§ CONSEGNA
Nel testo sui fondi pubblici al cinema, quale soglia di budget distingue le grandi produzioni da quelle medie e piccole?

§ TESTO

Le nuove modalità di assegnazione di fondi pubblici annunciate ad agosto non sono state ben accolte dai produttori, cioè i soggetti che ne beneficiano direttamente e che erano stati i primi a chiedere delle modifiche che impedissero alle produzioni meno serie di prendere fondi. La direzione presa è stata quella di dividere le produzioni in due categorie: quelle dei film con budget superiore a 3,5 milioni di euro, cioè le grandi, e quelle con budget inferiore a 3,5 milioni di euro, cioè medie e piccole. Per le prime non cambia molto e il sistema di finanziamento rimane obiettivo e bilanciato. Per le seconde, invece, una serie di nuove regole rende secondo i produttori difficile accedere ai contributi automatici (che hanno cioè a che vedere con lo storico delle produzioni e i loro risultati precedenti o i loro investimenti) forzando verso i selettivi (che dipendono da una commissione nominata dal governo e quindi sono discrezionali). In pratica, lo Stato ha in questo modo un grande potere decisionale sui film più piccoli, su chi viene finanziato e chi no.

§ DATI FORNITI
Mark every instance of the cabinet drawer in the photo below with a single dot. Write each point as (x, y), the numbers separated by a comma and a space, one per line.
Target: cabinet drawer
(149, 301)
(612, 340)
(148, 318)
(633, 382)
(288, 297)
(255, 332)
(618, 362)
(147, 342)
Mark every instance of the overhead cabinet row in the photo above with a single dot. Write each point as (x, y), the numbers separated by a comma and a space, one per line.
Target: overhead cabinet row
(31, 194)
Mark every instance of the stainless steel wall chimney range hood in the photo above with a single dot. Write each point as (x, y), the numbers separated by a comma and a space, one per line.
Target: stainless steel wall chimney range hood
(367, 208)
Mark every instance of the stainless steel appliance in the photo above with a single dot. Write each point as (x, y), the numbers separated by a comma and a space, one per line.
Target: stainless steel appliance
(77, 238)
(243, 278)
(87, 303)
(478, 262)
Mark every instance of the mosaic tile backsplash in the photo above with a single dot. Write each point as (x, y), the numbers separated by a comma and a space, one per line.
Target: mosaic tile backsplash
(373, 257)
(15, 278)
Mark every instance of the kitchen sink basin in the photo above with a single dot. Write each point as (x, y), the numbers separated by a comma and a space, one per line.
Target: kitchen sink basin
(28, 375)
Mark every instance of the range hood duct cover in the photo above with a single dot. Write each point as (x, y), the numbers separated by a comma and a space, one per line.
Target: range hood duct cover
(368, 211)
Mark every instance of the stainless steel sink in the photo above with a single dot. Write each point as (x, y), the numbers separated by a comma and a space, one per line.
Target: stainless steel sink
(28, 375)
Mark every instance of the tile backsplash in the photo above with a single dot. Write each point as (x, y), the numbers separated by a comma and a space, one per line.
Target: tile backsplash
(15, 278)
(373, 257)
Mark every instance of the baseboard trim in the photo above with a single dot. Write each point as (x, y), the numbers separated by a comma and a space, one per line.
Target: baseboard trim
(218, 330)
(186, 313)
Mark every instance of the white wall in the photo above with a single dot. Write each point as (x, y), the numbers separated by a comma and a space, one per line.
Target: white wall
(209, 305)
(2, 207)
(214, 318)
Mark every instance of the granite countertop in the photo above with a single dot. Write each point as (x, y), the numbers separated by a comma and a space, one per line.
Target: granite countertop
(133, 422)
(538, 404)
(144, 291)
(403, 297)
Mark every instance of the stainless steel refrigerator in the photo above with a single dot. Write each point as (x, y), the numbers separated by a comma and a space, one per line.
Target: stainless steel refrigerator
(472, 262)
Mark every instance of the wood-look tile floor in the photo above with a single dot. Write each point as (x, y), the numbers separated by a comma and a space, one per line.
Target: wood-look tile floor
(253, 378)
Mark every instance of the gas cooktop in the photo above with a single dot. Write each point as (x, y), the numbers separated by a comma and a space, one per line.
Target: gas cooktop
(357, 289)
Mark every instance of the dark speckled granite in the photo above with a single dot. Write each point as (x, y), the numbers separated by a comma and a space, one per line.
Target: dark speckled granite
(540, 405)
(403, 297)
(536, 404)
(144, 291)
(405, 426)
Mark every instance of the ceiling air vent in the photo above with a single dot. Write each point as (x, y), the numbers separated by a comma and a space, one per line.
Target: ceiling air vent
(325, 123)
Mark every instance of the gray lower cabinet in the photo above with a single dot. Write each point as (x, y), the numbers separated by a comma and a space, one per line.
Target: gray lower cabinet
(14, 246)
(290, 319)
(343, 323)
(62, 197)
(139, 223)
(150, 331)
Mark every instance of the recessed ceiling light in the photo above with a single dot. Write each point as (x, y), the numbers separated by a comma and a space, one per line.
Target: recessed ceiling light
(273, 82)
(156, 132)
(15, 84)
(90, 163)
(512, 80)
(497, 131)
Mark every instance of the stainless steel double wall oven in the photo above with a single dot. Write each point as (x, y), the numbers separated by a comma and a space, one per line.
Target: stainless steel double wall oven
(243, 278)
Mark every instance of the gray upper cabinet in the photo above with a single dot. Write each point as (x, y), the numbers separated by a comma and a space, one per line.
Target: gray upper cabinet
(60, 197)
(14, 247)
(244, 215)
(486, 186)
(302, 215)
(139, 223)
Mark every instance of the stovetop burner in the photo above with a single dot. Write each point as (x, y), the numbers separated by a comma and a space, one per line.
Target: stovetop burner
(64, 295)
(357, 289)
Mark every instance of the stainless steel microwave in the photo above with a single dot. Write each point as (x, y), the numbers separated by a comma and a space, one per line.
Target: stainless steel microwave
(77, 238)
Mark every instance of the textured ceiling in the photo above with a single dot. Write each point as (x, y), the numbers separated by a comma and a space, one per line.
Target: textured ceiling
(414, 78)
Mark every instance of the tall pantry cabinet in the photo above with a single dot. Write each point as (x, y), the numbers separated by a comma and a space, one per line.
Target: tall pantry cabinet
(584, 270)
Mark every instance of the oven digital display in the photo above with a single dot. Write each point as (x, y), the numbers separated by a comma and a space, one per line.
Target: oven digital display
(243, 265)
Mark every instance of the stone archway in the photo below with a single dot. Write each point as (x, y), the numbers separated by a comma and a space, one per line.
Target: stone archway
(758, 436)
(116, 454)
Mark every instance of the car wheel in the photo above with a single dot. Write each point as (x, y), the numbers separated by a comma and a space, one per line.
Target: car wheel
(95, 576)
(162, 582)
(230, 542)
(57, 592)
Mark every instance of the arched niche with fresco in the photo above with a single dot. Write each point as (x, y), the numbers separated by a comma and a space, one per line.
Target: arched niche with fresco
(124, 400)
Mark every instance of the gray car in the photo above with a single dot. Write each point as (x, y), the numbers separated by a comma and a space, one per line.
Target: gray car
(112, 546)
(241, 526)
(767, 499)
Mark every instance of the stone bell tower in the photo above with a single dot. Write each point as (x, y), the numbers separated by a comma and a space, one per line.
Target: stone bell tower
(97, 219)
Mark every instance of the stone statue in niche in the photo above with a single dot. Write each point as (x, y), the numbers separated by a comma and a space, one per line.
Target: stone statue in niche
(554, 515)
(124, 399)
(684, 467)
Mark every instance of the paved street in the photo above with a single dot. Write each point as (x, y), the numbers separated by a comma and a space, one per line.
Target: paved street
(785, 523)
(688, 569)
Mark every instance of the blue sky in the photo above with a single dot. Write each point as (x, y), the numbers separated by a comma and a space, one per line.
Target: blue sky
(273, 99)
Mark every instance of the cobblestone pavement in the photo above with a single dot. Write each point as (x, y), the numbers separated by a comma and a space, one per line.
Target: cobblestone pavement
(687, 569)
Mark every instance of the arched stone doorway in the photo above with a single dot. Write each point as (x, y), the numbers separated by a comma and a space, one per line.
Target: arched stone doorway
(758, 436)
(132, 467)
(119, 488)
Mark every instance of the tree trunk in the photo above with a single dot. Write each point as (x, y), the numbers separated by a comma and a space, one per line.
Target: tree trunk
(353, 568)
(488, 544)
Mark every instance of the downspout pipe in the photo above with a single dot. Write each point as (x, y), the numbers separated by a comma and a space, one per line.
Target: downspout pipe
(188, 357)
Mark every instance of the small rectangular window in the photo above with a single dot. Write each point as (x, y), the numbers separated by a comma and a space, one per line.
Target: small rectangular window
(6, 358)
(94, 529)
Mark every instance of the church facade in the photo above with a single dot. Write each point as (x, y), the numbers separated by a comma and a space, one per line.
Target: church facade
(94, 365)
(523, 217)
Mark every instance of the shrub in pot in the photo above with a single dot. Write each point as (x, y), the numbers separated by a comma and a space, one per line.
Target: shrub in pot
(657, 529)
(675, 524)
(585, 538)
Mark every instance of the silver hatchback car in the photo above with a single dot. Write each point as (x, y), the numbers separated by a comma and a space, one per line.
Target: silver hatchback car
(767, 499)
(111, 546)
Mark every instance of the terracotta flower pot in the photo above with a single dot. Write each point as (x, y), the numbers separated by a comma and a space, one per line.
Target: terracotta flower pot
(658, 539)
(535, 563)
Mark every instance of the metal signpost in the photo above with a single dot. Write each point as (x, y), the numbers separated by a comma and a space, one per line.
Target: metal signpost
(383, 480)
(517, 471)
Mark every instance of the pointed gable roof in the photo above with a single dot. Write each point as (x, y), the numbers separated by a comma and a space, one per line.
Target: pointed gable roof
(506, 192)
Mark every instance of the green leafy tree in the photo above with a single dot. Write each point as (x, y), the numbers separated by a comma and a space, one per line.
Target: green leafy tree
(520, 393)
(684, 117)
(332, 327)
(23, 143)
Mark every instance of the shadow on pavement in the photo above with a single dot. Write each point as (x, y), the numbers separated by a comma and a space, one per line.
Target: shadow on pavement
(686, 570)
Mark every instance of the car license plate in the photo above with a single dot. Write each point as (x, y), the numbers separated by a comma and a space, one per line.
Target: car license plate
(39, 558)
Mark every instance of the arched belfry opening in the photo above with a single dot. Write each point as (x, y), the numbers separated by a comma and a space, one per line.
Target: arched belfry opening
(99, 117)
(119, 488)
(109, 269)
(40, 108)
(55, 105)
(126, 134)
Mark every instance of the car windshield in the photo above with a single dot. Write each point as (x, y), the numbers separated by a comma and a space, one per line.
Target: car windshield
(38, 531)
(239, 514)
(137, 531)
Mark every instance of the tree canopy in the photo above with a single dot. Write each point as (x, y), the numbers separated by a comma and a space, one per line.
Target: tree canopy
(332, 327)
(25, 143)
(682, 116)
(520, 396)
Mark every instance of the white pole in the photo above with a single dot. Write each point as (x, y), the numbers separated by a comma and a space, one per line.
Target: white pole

§ SOLUZIONE
La soglia è di 3,5 milioni di euro. Le grandi produzioni la superano, mentre quelle medie e piccole restano al di sotto.